Applied Biosystems TaqMan ® is a new Salmonella Enteritidis detection kit used on eggs that is now also able to take environmental samples at production houses involved in handling and packaging.

The kit previously received an “interim” approval for environmental sampling from the National Poultry Improvement Plan (NPIP), the unit of the U.S. Department of Agriculture that governs safety standards at poultry houses .   

Life Technologies Corporation, the NASDAQ traded company that makes the kit, will now be able to use the method to test for SE in both eggs and poultry houses. 



An “interim” approval is given when the NPIP’s Technical Committee votes affirmatively outside the organization’s annual conference.   Because of the length of time between conferences, the Technical Committee meets once or twice a year to review submissions.

Life Technologies will be presenting its validation studies to the full Technical Committee in New Orleans in September when NPIP permanent approval is expected.

The kit is the only polymerase chain reaction (PCR)-based tool now available to quickly and accurately determine the presence or absence of SE in drag swab samples taken from production lines by directly zeroing in on the pathogen’s DNA.  

The kit returns results in 27 hours, rather than the 72 hours required for conventional, culture-based methods of detection.   It also accurately differentiates SE from other serogroups of D1 Salmonella – the category to which SE belongs.

Since July 2010, all large scale egg producers in the U.S. have been required to test for SE.  Life Technologies offered its new kit test to the market in January 2011. The U.S. Food and Drug Administration (FDA) found that it was equivalent in accuracy, precision, and sensitivity to current standard methods outlined in the agency’s 2007 edition of the Bacteriological Analytical Manuel. (BAM).

“Acceptance of our detection kit for Salmonella Enteritidis by the FDA and the NPIP is in line with our strategic goal to provide the most accurate of reliable molecular tools, and to continue growing our business in this sector,” says Nir Nimrodi, Vice President and General Manager of Animal Health and Food Safety at Life Technologies.

“In addition to providing a valuable testing method with dual uses, the kit can help producers easily conform to federal regulations,” he said.

A biotechnology company,  Life Technologies had sales of $3.7 billion in 160 countries last year. It holds 4,000 patents and licenses and 50,000 research products.

====================

## Task A:
According to the article on the Salmonella Enteritidis detection kit, in which three qualities did the FDA find the kit equivalent to current standard methods? Name all of them.
## Task B:
How many hours does the kit described in the Salmonella Enteritidis article take to return results?
The listing that follows was taken from a different source.

====================

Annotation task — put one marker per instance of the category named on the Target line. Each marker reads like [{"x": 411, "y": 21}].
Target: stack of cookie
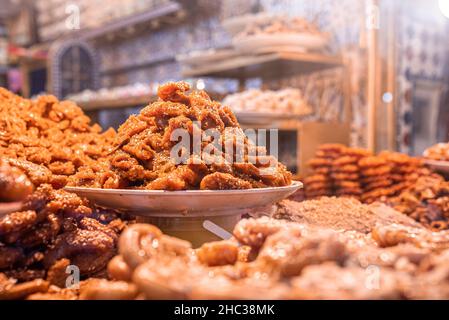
[
  {"x": 405, "y": 170},
  {"x": 346, "y": 174},
  {"x": 319, "y": 183},
  {"x": 375, "y": 178}
]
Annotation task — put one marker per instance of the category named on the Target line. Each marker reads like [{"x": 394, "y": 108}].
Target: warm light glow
[
  {"x": 444, "y": 7},
  {"x": 387, "y": 97},
  {"x": 200, "y": 85}
]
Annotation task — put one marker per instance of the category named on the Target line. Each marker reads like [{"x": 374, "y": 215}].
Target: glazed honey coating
[
  {"x": 284, "y": 260},
  {"x": 53, "y": 135},
  {"x": 55, "y": 229},
  {"x": 142, "y": 156},
  {"x": 14, "y": 183}
]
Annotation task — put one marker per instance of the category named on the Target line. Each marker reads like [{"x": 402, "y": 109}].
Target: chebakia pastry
[
  {"x": 50, "y": 137},
  {"x": 183, "y": 141}
]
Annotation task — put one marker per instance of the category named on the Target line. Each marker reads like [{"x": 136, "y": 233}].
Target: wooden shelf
[
  {"x": 126, "y": 102},
  {"x": 117, "y": 103},
  {"x": 132, "y": 21},
  {"x": 266, "y": 66}
]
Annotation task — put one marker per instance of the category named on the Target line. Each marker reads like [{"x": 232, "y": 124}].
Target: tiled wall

====================

## Exercise solution A:
Accuracy, precision, and sensitivity.

## Exercise solution B:
27 hours.